### [Directions for this task]
Which lines mention "below"? Show each one from the listing.

### [Record excerpts]

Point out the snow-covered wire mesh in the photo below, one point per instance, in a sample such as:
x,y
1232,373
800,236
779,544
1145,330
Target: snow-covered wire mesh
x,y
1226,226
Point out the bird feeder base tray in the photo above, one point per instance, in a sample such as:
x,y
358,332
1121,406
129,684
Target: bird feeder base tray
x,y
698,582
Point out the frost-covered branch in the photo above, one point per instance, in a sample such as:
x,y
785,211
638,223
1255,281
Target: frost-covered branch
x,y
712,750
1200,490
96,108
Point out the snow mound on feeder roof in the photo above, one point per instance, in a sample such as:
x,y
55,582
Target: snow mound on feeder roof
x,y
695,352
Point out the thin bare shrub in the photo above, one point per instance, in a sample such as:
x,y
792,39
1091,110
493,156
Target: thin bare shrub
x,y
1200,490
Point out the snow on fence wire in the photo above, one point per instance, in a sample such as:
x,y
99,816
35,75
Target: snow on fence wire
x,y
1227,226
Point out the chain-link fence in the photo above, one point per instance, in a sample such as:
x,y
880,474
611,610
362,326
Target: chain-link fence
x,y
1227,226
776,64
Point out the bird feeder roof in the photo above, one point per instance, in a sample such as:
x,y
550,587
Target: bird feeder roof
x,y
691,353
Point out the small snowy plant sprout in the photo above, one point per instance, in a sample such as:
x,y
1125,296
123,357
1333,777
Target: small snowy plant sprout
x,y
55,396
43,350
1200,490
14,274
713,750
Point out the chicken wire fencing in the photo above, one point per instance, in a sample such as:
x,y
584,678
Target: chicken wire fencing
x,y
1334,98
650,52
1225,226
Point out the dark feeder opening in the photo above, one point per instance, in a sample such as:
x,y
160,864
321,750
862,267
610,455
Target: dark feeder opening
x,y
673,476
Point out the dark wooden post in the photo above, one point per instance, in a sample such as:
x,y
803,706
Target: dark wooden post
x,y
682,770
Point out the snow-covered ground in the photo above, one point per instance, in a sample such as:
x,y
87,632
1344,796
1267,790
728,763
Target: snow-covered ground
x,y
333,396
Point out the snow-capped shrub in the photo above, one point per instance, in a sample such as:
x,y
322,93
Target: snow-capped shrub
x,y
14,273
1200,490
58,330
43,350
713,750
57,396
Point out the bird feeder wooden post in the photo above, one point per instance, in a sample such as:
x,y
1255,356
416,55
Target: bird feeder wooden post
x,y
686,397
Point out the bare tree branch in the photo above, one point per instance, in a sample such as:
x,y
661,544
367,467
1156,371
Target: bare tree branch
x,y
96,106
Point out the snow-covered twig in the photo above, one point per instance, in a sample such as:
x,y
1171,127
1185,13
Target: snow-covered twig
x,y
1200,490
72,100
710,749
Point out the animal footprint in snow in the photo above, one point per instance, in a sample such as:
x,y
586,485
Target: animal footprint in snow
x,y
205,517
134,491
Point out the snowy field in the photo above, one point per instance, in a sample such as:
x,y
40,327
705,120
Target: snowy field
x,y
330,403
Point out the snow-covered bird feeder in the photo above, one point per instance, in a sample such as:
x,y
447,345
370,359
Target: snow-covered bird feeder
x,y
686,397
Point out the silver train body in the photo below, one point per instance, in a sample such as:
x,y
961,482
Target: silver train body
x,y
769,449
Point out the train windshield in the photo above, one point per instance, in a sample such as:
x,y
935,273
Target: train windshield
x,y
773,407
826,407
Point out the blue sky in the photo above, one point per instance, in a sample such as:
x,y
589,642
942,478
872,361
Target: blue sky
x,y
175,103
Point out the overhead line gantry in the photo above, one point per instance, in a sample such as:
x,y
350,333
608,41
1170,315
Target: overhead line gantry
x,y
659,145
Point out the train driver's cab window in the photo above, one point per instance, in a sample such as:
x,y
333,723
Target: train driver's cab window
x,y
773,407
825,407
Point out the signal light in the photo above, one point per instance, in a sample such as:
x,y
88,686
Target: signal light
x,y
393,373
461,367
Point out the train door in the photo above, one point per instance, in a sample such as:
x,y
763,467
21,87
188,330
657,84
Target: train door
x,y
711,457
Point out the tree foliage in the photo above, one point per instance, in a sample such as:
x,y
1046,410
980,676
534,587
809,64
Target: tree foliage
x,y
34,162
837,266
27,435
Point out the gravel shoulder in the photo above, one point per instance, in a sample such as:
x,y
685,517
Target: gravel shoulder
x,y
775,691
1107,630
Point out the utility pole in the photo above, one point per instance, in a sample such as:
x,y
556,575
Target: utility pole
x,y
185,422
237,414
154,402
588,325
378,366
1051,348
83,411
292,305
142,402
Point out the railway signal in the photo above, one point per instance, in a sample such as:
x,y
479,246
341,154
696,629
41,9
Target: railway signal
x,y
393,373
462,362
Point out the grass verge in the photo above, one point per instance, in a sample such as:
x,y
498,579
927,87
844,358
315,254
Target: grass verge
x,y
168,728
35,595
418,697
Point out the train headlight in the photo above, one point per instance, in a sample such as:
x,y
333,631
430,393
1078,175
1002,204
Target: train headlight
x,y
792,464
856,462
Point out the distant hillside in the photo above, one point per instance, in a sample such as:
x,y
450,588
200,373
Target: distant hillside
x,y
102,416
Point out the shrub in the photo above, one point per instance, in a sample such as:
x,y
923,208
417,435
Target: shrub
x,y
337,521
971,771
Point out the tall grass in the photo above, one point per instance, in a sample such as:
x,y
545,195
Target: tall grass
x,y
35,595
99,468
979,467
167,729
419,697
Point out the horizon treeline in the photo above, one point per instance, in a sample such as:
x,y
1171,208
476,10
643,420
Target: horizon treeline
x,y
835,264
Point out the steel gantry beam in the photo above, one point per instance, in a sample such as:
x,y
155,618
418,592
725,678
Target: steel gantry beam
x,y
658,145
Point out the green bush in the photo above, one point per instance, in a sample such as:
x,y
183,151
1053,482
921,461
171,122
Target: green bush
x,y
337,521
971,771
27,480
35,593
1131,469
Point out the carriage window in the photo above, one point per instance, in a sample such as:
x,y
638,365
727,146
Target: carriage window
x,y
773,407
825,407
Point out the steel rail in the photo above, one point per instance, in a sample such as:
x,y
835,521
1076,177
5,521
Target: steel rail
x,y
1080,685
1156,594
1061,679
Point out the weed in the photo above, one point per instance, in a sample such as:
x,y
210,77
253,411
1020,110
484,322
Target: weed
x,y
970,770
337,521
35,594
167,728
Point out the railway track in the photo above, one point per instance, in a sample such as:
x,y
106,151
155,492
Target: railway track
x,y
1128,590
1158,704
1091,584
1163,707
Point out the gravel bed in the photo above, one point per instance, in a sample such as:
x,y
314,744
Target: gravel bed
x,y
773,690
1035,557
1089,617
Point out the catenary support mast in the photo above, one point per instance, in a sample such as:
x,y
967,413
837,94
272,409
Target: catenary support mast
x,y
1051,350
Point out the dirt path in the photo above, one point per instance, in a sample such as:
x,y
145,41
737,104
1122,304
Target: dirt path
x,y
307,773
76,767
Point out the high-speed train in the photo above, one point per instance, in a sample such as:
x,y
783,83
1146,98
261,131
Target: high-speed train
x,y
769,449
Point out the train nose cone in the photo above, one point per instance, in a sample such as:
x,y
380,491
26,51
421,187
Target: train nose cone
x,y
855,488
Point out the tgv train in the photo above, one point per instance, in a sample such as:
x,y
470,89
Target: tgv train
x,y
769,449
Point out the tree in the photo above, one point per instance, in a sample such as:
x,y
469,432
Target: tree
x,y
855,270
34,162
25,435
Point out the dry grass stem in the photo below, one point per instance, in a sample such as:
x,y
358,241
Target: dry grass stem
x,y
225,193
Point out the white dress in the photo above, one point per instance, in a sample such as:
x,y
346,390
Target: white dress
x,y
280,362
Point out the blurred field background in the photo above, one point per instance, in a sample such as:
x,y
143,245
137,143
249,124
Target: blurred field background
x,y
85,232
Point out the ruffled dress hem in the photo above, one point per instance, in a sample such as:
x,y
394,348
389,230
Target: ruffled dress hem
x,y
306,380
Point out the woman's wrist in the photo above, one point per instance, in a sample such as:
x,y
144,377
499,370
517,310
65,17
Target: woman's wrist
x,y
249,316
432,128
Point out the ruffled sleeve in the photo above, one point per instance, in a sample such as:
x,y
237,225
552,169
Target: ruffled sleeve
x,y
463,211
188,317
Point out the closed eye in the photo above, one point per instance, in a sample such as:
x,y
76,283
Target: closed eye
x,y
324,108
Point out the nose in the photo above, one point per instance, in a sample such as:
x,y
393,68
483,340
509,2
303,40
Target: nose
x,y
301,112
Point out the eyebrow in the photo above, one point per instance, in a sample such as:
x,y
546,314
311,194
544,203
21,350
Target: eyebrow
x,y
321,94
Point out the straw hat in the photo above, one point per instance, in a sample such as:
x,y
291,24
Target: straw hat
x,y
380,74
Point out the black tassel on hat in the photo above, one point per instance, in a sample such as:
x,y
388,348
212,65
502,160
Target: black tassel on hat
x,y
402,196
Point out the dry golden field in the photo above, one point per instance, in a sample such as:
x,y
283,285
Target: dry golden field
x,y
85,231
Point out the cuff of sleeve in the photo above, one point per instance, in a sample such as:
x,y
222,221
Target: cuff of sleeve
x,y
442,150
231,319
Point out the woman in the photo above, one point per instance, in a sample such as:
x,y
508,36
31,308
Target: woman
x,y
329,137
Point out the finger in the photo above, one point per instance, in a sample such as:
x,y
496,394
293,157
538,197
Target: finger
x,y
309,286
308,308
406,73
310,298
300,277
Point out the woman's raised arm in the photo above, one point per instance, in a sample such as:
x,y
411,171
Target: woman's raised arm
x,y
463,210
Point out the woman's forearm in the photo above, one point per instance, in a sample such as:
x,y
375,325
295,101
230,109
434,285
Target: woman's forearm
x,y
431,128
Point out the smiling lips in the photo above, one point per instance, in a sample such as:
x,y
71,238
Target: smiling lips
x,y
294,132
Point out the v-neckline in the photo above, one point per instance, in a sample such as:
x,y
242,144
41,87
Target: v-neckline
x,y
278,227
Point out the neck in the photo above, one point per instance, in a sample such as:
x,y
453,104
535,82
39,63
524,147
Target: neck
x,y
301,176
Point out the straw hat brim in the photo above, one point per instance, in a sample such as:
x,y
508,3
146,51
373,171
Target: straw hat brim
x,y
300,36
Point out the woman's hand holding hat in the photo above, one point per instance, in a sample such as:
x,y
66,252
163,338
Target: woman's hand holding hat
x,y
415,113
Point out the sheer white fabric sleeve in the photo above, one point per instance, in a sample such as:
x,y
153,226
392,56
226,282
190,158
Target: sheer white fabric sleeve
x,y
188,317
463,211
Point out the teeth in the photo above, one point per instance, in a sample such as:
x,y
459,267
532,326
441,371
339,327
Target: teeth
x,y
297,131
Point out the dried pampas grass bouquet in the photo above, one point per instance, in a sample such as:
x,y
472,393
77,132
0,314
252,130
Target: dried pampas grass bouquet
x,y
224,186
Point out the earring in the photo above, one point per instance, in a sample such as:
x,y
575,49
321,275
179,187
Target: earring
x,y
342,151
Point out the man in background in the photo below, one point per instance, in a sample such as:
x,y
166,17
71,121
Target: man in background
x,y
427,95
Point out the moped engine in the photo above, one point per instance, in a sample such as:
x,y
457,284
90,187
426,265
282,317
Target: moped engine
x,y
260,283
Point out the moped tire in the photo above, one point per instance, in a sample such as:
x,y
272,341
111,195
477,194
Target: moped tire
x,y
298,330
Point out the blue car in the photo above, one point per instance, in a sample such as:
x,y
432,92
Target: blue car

### [Your solution]
Point out the snow-covered wire mesh in the photo below, one point per instance, in a sample such as:
Point out the silver train body in the photo below, one point per instance, in a sample such as:
Point out the dry grass stem in the photo below, one point per instance, in a sample such as:
Point out the man in background in the photo below, one point per instance, in a sample such as:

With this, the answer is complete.